--- THE DATA ---

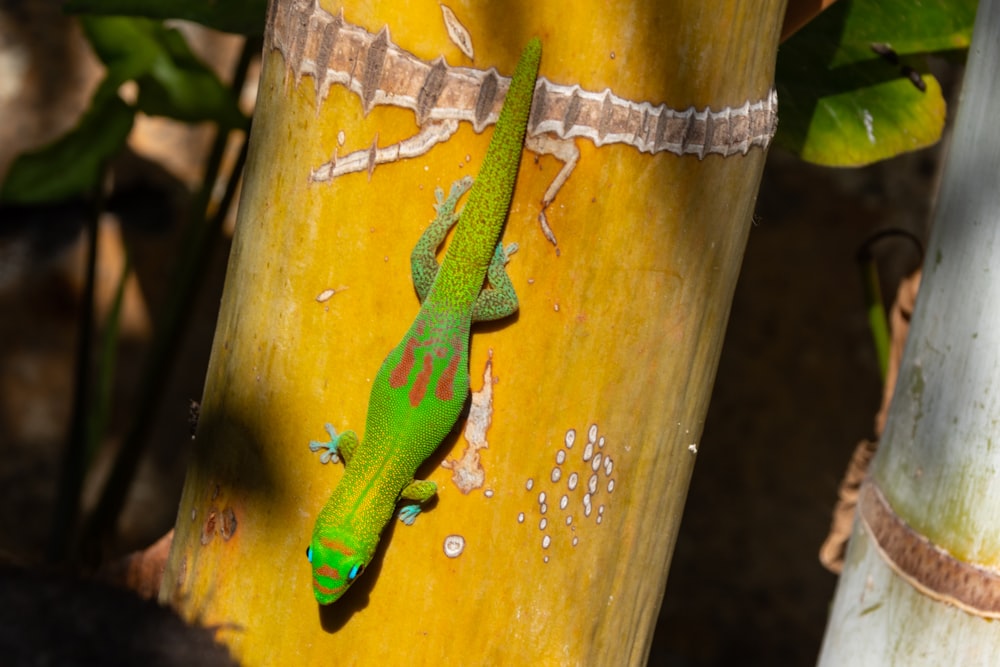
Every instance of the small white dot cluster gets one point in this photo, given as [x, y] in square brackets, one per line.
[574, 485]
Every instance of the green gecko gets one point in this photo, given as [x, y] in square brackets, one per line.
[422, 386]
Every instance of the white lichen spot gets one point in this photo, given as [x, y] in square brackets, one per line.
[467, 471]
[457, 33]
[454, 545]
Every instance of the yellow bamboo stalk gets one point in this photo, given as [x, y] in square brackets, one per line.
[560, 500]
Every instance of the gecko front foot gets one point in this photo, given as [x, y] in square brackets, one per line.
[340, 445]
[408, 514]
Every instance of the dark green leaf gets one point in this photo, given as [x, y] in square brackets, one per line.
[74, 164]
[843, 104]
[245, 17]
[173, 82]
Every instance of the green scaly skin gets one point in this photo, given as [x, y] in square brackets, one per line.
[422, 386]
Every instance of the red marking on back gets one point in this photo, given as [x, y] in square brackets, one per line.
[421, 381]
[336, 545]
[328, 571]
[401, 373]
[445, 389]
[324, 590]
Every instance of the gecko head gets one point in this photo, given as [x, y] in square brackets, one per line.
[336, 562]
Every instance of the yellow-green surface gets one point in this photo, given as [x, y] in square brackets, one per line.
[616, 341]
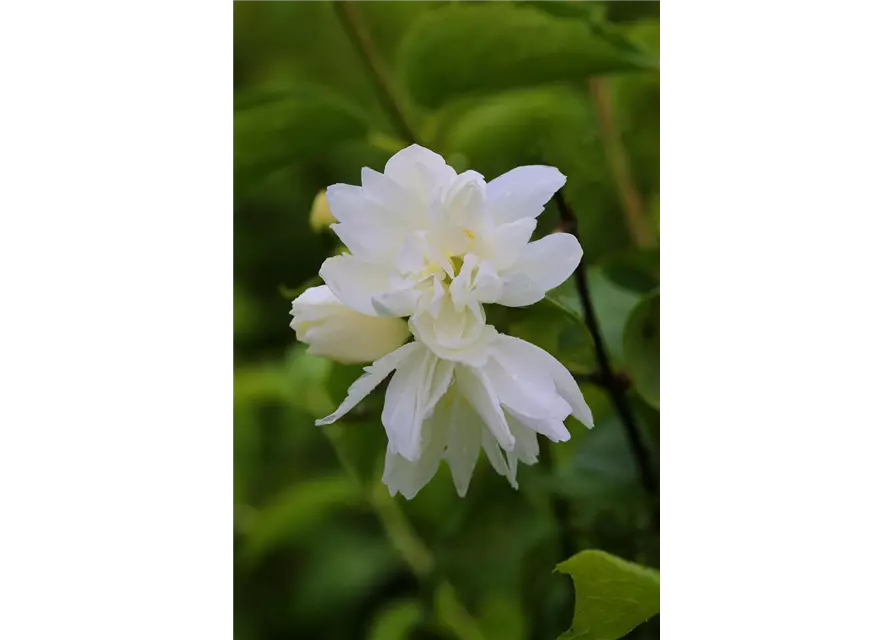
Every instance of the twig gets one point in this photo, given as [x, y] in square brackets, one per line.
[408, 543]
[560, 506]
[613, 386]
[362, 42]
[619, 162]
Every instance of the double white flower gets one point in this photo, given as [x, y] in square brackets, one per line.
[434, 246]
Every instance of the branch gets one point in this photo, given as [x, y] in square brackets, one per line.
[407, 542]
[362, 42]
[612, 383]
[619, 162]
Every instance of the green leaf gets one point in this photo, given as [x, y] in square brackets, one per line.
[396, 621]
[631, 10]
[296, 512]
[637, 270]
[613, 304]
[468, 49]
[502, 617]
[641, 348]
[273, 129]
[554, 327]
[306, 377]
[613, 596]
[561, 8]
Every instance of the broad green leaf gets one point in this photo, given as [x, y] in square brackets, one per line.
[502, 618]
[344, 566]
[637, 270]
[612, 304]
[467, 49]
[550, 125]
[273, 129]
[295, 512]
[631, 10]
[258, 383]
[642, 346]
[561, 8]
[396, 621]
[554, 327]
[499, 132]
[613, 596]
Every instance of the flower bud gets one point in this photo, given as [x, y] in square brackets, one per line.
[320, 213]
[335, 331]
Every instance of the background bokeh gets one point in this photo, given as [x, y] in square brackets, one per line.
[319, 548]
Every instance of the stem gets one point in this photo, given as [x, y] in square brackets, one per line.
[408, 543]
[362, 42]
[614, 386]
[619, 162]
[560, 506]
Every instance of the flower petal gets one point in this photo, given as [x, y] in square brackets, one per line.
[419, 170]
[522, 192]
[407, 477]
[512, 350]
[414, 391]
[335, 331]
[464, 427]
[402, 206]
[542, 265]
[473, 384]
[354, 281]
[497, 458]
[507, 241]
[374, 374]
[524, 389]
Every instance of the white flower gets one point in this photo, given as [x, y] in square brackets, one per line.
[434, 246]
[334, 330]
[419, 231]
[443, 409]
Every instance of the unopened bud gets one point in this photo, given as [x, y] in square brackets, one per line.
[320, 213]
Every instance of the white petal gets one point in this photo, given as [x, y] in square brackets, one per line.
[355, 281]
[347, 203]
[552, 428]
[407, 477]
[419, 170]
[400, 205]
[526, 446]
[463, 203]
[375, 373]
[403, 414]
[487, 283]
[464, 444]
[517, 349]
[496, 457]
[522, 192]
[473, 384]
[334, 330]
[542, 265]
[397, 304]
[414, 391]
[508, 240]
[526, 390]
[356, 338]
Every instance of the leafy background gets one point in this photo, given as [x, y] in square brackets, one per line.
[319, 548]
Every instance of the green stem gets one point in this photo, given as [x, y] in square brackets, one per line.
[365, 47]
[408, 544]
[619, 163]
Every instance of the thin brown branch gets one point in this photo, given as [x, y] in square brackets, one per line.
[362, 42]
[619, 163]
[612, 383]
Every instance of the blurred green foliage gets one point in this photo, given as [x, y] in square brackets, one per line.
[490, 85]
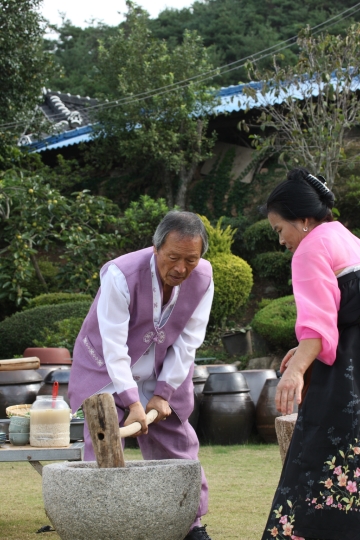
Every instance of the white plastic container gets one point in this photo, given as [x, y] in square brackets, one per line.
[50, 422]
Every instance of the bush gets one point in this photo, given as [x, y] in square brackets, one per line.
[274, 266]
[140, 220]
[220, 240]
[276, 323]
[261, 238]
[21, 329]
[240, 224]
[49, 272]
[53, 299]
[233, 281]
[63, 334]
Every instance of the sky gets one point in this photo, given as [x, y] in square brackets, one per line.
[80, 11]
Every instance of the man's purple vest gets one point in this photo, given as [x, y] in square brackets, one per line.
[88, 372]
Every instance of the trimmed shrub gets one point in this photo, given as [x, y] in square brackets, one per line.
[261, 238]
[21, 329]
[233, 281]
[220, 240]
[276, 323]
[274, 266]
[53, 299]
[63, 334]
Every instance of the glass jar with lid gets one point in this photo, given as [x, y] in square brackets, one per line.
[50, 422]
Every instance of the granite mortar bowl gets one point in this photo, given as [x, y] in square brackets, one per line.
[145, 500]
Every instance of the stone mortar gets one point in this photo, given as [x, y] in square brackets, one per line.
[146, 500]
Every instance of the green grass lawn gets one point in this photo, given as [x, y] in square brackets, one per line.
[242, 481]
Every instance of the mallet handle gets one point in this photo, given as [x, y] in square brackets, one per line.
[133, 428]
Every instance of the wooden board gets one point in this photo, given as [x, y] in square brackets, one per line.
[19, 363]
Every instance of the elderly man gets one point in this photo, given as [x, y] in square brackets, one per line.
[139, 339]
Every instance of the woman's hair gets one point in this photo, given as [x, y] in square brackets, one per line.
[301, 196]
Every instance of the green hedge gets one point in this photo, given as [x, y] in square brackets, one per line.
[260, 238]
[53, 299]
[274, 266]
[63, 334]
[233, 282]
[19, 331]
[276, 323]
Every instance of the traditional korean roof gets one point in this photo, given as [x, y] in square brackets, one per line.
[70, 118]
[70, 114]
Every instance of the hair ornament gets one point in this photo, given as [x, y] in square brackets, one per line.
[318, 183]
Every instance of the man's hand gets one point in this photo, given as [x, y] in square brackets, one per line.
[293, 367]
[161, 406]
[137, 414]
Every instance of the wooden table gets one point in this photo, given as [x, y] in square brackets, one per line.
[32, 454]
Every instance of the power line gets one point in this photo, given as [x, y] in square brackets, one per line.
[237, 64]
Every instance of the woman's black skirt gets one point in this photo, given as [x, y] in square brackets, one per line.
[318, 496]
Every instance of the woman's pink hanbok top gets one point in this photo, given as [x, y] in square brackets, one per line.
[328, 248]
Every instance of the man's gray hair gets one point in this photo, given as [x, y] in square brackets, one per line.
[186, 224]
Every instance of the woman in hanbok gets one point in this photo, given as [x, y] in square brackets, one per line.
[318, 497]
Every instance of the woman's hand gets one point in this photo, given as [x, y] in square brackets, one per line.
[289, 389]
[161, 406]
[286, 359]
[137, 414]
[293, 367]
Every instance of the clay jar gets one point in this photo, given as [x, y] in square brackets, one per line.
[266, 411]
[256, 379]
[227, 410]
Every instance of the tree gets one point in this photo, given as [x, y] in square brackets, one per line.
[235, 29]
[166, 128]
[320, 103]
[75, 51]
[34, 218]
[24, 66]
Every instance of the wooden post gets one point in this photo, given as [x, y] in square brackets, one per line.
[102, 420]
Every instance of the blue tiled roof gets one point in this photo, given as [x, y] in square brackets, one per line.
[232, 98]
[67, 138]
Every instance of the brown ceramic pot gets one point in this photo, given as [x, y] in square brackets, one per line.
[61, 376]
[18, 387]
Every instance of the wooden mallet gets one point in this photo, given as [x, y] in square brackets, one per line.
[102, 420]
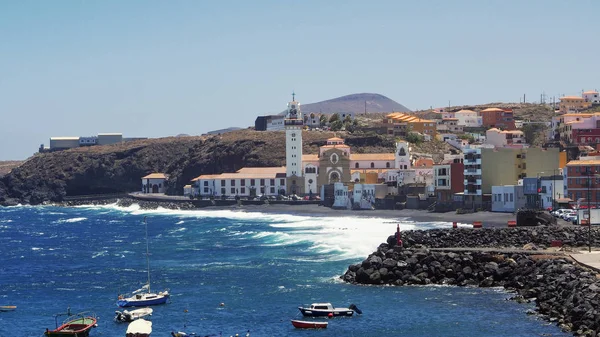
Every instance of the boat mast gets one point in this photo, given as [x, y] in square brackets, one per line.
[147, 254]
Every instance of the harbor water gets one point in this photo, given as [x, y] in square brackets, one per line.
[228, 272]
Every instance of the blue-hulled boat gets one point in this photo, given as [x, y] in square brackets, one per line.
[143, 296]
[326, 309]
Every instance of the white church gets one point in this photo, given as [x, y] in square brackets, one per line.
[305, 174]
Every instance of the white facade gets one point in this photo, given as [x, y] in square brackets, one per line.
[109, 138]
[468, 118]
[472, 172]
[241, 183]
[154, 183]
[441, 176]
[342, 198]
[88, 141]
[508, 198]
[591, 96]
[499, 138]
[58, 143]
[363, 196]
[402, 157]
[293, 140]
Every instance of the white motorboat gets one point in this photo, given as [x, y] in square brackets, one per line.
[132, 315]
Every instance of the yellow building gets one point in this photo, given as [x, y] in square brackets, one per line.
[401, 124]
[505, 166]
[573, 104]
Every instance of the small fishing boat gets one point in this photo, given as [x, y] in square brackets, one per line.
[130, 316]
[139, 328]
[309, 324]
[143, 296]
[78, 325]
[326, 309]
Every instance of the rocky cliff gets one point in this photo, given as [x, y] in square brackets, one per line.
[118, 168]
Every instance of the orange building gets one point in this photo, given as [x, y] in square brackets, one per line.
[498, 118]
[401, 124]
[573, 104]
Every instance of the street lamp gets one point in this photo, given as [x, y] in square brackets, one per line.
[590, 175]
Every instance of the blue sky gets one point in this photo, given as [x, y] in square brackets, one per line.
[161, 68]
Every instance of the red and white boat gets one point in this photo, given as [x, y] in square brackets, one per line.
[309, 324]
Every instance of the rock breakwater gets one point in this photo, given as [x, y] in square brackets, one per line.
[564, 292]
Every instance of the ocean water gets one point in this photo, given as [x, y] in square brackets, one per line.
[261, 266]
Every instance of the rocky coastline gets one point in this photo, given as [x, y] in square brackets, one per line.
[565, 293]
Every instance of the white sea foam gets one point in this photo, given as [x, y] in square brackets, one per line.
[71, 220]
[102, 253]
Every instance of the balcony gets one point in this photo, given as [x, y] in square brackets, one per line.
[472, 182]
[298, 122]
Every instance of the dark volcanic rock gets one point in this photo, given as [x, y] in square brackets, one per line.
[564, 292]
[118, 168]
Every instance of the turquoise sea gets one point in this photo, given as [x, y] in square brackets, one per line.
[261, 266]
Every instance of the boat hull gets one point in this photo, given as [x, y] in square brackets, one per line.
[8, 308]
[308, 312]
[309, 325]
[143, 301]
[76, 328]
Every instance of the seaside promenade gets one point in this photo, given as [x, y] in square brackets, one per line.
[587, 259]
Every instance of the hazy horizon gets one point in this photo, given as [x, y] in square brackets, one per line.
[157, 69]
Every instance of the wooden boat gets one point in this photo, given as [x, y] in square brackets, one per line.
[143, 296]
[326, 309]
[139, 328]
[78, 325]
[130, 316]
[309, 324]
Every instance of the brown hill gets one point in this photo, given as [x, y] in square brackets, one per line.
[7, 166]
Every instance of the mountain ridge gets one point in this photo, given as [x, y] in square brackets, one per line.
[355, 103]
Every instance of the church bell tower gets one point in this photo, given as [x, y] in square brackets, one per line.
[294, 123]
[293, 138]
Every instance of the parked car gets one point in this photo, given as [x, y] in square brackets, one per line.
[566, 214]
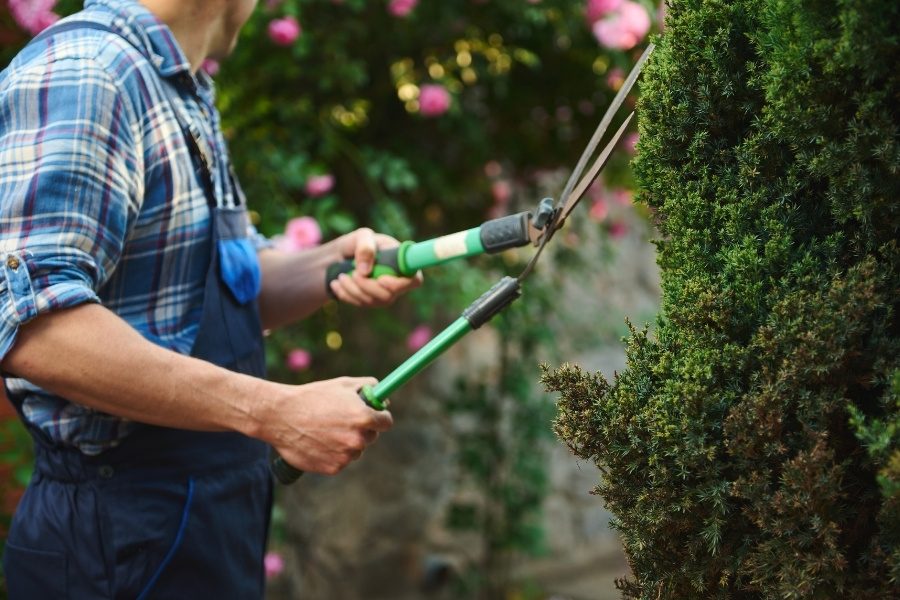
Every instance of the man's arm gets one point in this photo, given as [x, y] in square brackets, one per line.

---

Output only these lines, word for word: the line containing "Every instance of the seaside" and every line after it through the last line of the data. Omit the pictures.

Every instance of the seaside promenade gets one point in this photo, given as [x, y] in square brackets, one per line.
[587, 259]
Every instance of the hazy horizon gets one point in this photo, given as [x, y] in square brackets, one per line.
[157, 69]
Every instance of the wooden boat gets one point in this photo, given as [x, y] in square brackets, one per line.
[143, 296]
[326, 309]
[139, 328]
[78, 325]
[130, 316]
[309, 324]
Every instance of the brown hill gets one point in this photo, given as [x, y] in square brackets, one per line.
[7, 166]
Every instance of the mountain ridge gets one point in this photo, given as [x, y] in square brackets, one per line.
[355, 103]
Every instance of the church bell tower gets one point in this photo, given as [x, y] in square brackets, one per line.
[294, 123]
[293, 138]
Every instance of the parked car gets one point in this photo, given as [x, y] in square brackets, one per line.
[566, 214]
Every instance of the man's arm gets one point in this photo, given as [x, y] in square brackets, one per line.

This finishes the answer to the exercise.